Problem statement →
List every line of the items below that contains the string "foliage", treating uppercase and lowercase as distinct.

Items excerpted from a collection:

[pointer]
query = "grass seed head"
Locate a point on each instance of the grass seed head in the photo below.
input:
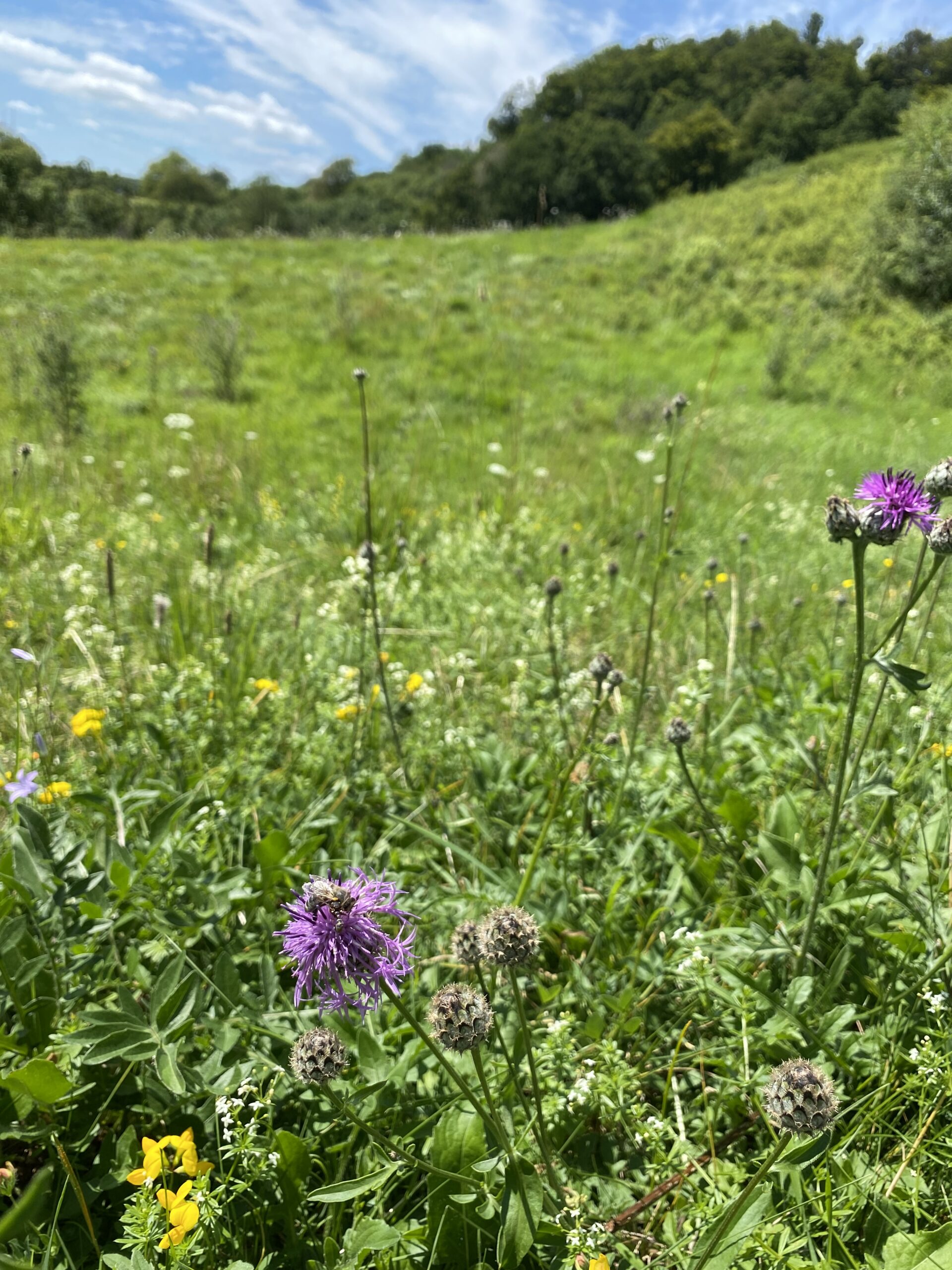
(800, 1098)
(461, 1019)
(508, 937)
(318, 1057)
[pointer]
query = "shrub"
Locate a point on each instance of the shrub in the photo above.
(914, 223)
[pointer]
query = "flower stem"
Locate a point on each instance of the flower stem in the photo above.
(372, 578)
(381, 1140)
(461, 1083)
(730, 1218)
(837, 802)
(555, 803)
(541, 1136)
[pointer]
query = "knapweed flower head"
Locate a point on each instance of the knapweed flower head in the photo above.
(343, 956)
(88, 722)
(175, 1153)
(22, 785)
(800, 1098)
(900, 501)
(939, 480)
(460, 1016)
(466, 944)
(508, 937)
(318, 1057)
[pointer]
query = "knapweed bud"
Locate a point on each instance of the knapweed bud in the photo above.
(461, 1019)
(800, 1098)
(508, 937)
(939, 479)
(941, 538)
(678, 732)
(842, 518)
(466, 944)
(875, 530)
(599, 668)
(318, 1057)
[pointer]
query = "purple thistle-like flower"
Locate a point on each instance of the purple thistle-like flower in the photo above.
(342, 954)
(900, 500)
(23, 786)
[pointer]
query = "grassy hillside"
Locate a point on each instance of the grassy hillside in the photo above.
(516, 393)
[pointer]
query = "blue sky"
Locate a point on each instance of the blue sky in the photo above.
(284, 87)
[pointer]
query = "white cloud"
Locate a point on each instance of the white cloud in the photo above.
(24, 108)
(255, 115)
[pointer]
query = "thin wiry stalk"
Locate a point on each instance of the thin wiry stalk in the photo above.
(838, 789)
(372, 572)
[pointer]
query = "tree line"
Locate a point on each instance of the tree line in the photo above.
(612, 134)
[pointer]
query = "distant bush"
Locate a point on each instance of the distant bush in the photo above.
(914, 223)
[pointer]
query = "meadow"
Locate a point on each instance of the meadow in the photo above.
(224, 695)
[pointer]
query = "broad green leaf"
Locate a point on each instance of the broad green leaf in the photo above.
(41, 1079)
(521, 1214)
(928, 1250)
(168, 1069)
(370, 1235)
(341, 1192)
(753, 1212)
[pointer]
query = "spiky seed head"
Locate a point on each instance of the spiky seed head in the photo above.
(941, 538)
(800, 1098)
(939, 479)
(508, 937)
(875, 527)
(466, 944)
(601, 667)
(678, 732)
(460, 1017)
(318, 1057)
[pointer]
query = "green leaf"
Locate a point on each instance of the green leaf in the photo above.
(370, 1235)
(41, 1079)
(753, 1212)
(910, 679)
(168, 1069)
(928, 1250)
(341, 1192)
(518, 1230)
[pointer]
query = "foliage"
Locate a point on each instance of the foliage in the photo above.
(516, 390)
(608, 135)
(914, 226)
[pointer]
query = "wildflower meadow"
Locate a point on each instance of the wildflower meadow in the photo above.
(476, 747)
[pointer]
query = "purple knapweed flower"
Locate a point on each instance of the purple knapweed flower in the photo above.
(342, 954)
(901, 501)
(23, 786)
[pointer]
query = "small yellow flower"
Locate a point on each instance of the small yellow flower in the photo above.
(88, 722)
(183, 1213)
(56, 789)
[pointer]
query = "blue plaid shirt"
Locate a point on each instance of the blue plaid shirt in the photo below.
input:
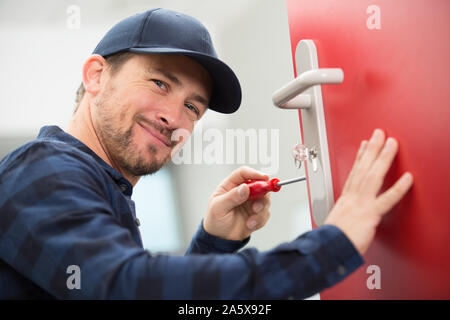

Final answer →
query = "foliage"
Locate a point on each instance of the foliage in the photo above.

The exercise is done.